**JOBS**.
(1) In the forum thread, what exit status does open -W give as long as the application did open?
(2) Write out everything in the forum thread from "I want to use" down to "the apps exit.", keeping every character unchanged.

**DOCUMENT TEXT**.
● ● ● ●
How to check the exit status of an application after using 'open' in shell

I've looked all over for this and I'm not entirely sure how to do this.

I want to use a bash script to open an application using 'open' and then check the exit status of the application after it has finished.

As far as I am aware, open -W will exit with status 0 so long as the application did open, I'm not interested in this exit, I'm interested in the apps exit.

Currently I have the following script:

trap "echo manual abort; exit 1"  1 2 3 15; 
while open -W /path/to/MyApp.app
    echo "all is well"
done

exit 0 

Which opens the app and then waits, if the exit status is 0 it will re-open the app again after closing. This is intended however, what I want is to be able to stop this script if the app itself didn't exit 0 rather than the command 'open' successfully exiting.

So in short:

Open MyApp.app

if MyApp.app (not open) crashes, stop the script, otherwise, re-open MyApp.app

My answer is: you can't with open even with the -W flag. Rather use a shell script repeat_run which might be built as follows:

cat >repeat_run.sh <<'__eof__'
#!/bin/sh
app_name=$1
bin_name=`defaults read /Applications/${app_name}.app/Contents/Info.plist CFBundleExecutable 2>/dev/null`
if [ "${bin_name}" = "" ] ; then
    echo "${app_name} not found" >&2
    exit 2
fi
bin_path=/Applications/${app_name}.app/Contents/MacOS/${bin_name}
trap "echo manual abort ; exit 1"  1 2 3 15
while : ; do
    ${bin_path}
    rc=$?
    case $rc in
        0)      echo "$1 terminated correctly" ;;
        *)      exit ${rc} ;;
    esac
done
__eof__
make repeat_run
./repeat_run Pages
● ● ● ●
**ENTRIES SHOWN**.
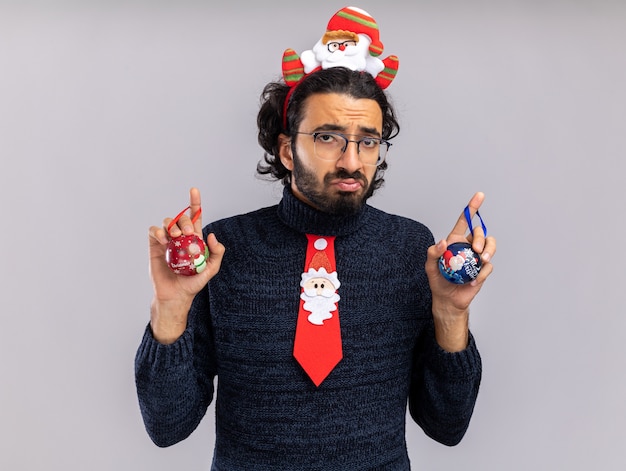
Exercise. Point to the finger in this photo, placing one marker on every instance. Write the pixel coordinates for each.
(195, 204)
(158, 234)
(485, 271)
(172, 229)
(461, 226)
(216, 253)
(490, 249)
(477, 239)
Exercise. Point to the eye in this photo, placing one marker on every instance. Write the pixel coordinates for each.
(327, 138)
(370, 143)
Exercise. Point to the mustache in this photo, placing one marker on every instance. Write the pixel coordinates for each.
(345, 175)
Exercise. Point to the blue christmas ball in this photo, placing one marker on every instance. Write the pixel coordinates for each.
(460, 264)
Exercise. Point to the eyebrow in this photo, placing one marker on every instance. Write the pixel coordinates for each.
(363, 130)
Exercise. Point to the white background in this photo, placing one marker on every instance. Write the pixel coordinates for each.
(110, 111)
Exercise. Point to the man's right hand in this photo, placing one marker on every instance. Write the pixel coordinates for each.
(173, 294)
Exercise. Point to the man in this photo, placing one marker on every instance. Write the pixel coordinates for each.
(321, 266)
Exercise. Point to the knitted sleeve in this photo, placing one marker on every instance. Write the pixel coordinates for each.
(444, 388)
(175, 382)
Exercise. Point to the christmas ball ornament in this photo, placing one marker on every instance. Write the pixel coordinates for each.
(460, 264)
(187, 255)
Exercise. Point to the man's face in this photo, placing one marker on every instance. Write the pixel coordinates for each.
(341, 186)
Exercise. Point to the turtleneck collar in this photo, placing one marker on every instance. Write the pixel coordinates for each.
(304, 218)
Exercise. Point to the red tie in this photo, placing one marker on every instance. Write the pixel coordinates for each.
(317, 345)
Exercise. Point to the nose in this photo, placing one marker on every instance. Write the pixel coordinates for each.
(350, 159)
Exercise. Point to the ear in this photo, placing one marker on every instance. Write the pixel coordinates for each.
(284, 151)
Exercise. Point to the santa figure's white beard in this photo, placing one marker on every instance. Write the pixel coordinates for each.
(319, 305)
(353, 57)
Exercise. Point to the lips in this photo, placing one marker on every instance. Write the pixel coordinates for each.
(349, 184)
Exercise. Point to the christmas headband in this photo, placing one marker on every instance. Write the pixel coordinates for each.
(351, 40)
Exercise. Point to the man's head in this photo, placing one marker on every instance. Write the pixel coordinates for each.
(337, 99)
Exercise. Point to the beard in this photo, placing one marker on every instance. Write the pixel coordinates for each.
(342, 203)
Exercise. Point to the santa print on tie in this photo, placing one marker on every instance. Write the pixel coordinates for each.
(317, 345)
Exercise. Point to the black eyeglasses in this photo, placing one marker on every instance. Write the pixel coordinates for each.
(335, 45)
(330, 146)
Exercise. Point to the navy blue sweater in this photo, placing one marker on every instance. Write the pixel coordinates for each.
(269, 414)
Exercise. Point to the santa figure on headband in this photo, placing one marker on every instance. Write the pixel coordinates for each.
(351, 40)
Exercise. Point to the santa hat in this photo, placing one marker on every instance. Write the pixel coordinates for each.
(357, 21)
(320, 267)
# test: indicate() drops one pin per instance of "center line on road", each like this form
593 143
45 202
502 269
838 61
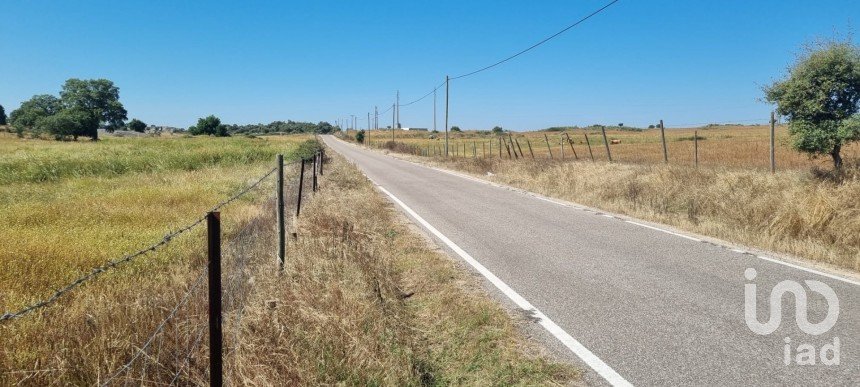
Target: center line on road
589 358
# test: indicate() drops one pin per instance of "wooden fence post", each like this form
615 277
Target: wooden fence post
570 142
772 142
663 138
590 153
301 184
282 239
547 145
216 339
606 143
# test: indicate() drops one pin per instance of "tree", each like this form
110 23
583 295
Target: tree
37 107
820 97
98 96
136 125
206 126
70 122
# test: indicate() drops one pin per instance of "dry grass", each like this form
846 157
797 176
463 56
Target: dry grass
791 212
362 301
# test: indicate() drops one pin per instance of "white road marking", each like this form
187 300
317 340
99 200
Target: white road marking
575 346
662 230
719 243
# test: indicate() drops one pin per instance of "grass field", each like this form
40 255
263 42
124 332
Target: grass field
● ● ● ●
**TASK RESPONSES**.
(1) It exits with status 0.

(2)
I want to use a bash script to open an application using 'open' and then check the exit status of the application after it has finished.

As far as I am aware, open -W will exit with status 0 so long as the application did open, I'm not interested in this exit, I'm interested in the apps exit.